# What to produce
Pull out every line of the records that contains the string "person", matching its case exactly.

# Given records
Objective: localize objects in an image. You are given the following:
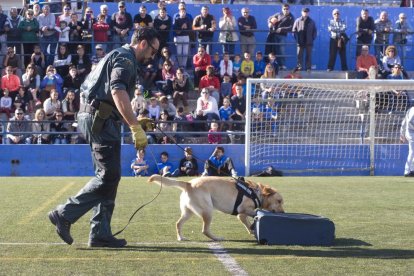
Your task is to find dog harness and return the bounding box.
[231,179,261,216]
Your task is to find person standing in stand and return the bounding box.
[49,27,159,248]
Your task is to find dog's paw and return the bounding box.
[177,237,189,241]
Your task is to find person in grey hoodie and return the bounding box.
[292,8,317,71]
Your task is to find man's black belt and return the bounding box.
[79,103,96,115]
[231,178,262,216]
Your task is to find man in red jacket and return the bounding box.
[193,46,211,90]
[199,65,220,104]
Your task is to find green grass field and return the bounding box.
[0,177,414,275]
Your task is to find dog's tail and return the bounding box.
[148,174,190,190]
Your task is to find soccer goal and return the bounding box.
[245,79,414,175]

# The solution
Your task is to find person standing in stand and return the bounding box.
Your task is to find person in grey hoodie and return the bounding box.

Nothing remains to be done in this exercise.